:: WRITTEN INSTRUCTION ::
Tally the lines in the listing below that contain the string "nitrile". Reply with the number alone.

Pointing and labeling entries
________________

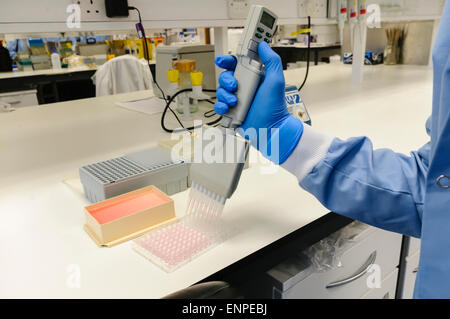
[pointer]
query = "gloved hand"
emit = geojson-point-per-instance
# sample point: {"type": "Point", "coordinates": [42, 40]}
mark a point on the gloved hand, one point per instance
{"type": "Point", "coordinates": [268, 111]}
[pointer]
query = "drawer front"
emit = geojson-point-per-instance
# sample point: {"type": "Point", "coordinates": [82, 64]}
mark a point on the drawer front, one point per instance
{"type": "Point", "coordinates": [385, 245]}
{"type": "Point", "coordinates": [411, 268]}
{"type": "Point", "coordinates": [413, 246]}
{"type": "Point", "coordinates": [387, 289]}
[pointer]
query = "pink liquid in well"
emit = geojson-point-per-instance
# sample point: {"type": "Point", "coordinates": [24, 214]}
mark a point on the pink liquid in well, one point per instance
{"type": "Point", "coordinates": [127, 206]}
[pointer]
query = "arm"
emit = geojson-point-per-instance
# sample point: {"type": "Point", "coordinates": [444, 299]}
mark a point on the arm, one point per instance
{"type": "Point", "coordinates": [378, 187]}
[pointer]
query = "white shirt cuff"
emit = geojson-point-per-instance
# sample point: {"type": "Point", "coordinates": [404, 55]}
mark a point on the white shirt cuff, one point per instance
{"type": "Point", "coordinates": [311, 149]}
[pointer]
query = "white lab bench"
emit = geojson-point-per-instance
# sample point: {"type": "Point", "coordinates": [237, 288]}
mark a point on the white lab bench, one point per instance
{"type": "Point", "coordinates": [41, 206]}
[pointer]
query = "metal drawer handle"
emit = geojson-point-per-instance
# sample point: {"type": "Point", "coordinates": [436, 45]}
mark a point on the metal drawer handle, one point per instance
{"type": "Point", "coordinates": [362, 272]}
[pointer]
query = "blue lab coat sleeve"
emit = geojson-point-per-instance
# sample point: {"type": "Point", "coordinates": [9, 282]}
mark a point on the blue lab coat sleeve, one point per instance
{"type": "Point", "coordinates": [378, 187]}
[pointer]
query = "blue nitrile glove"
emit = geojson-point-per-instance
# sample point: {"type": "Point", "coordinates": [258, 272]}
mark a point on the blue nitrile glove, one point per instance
{"type": "Point", "coordinates": [268, 110]}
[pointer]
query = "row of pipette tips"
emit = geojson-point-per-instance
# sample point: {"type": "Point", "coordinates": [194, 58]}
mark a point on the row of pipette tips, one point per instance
{"type": "Point", "coordinates": [204, 204]}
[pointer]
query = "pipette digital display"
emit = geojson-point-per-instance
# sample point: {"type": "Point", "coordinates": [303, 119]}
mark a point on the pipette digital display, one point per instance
{"type": "Point", "coordinates": [260, 26]}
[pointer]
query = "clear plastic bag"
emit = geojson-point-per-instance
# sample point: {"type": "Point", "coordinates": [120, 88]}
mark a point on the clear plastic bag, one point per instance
{"type": "Point", "coordinates": [326, 254]}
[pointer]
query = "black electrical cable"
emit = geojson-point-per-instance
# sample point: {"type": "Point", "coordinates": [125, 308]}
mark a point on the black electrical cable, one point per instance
{"type": "Point", "coordinates": [308, 54]}
{"type": "Point", "coordinates": [147, 53]}
{"type": "Point", "coordinates": [168, 102]}
{"type": "Point", "coordinates": [172, 98]}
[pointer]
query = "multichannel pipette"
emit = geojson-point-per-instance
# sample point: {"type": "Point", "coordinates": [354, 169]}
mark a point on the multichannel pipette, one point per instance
{"type": "Point", "coordinates": [212, 183]}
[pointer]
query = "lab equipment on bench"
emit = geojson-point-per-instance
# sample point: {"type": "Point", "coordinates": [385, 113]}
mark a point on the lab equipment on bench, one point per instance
{"type": "Point", "coordinates": [214, 182]}
{"type": "Point", "coordinates": [128, 216]}
{"type": "Point", "coordinates": [117, 176]}
{"type": "Point", "coordinates": [260, 26]}
{"type": "Point", "coordinates": [342, 17]}
{"type": "Point", "coordinates": [202, 54]}
{"type": "Point", "coordinates": [183, 76]}
{"type": "Point", "coordinates": [219, 180]}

________________

:: SOLUTION ::
2